Task to carry out> Starting at the top line, return each entry word for word.
---------- Provided entries ----------
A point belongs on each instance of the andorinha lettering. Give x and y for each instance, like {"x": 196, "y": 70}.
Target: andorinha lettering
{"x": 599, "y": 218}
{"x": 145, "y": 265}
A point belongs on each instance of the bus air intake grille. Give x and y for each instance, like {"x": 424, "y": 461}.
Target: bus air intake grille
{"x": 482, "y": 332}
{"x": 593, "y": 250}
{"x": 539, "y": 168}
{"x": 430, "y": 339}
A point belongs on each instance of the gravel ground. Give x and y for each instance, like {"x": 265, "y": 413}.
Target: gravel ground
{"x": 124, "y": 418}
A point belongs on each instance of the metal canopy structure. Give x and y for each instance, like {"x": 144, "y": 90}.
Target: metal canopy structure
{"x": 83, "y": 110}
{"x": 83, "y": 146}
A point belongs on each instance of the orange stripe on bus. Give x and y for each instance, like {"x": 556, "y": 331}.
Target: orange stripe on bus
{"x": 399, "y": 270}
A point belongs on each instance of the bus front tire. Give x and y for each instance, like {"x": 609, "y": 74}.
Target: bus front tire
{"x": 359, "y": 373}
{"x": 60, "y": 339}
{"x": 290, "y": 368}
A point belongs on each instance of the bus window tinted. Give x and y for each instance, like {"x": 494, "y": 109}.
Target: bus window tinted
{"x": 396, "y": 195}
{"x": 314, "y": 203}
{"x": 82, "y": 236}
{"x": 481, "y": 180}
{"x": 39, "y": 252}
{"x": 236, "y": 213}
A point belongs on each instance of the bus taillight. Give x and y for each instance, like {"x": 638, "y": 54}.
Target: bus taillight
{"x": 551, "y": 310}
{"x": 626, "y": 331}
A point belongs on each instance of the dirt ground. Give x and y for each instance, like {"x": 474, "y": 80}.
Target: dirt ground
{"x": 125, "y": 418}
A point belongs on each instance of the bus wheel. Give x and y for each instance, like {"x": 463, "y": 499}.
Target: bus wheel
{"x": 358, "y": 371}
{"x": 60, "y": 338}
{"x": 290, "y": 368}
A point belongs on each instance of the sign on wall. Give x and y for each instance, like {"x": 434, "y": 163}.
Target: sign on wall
----------
Solution to this task>
A point belongs on each instance of the andorinha lettering. Give x and y for each instance, like {"x": 196, "y": 70}.
Target: andorinha lettering
{"x": 599, "y": 218}
{"x": 145, "y": 265}
A point belongs on each instance of the bus air intake grille. Give x and y for each instance, like {"x": 424, "y": 461}.
Target: bus air intake grille
{"x": 482, "y": 332}
{"x": 593, "y": 250}
{"x": 539, "y": 168}
{"x": 430, "y": 339}
A point belongs on each instance of the gravel ground. Give x and y for each instance, like {"x": 265, "y": 413}.
Target: gravel ground
{"x": 124, "y": 418}
A point belongs on each instance of the metal canopy structure. Give x and y for each instance, like {"x": 144, "y": 90}.
Target: metal canopy structure
{"x": 83, "y": 110}
{"x": 83, "y": 146}
A point belongs on each instance of the orange stripe on bus. Give x and y for each instance, like {"x": 556, "y": 331}.
Target: orange stripe on bus
{"x": 399, "y": 270}
A point belongs on each instance of the bus front tire. Give x and y for each instance, like {"x": 609, "y": 74}.
Target: bus front tire
{"x": 359, "y": 373}
{"x": 60, "y": 339}
{"x": 290, "y": 368}
A point belongs on each instance of the bus window tinted. Give x and y for each instance, like {"x": 494, "y": 109}.
Target: bus window tinted
{"x": 396, "y": 195}
{"x": 314, "y": 203}
{"x": 82, "y": 236}
{"x": 481, "y": 180}
{"x": 39, "y": 252}
{"x": 236, "y": 213}
A point belongs on each instance of the bus taillight. Give x and y for each instance, like {"x": 638, "y": 54}.
Target: bus taillight
{"x": 551, "y": 310}
{"x": 626, "y": 331}
A point belongs on each instance of the dirt ground. Give x and y for each instance, like {"x": 474, "y": 80}.
Target: dirt ground
{"x": 125, "y": 418}
A point belongs on each instance of the bus wheel. Give x and y for each instance, like {"x": 463, "y": 499}.
Target: bus wheel
{"x": 358, "y": 371}
{"x": 60, "y": 338}
{"x": 290, "y": 368}
A point belongs on each instance of the sign on wall. Give x and y for each instance, like {"x": 434, "y": 163}.
Target: sign on wall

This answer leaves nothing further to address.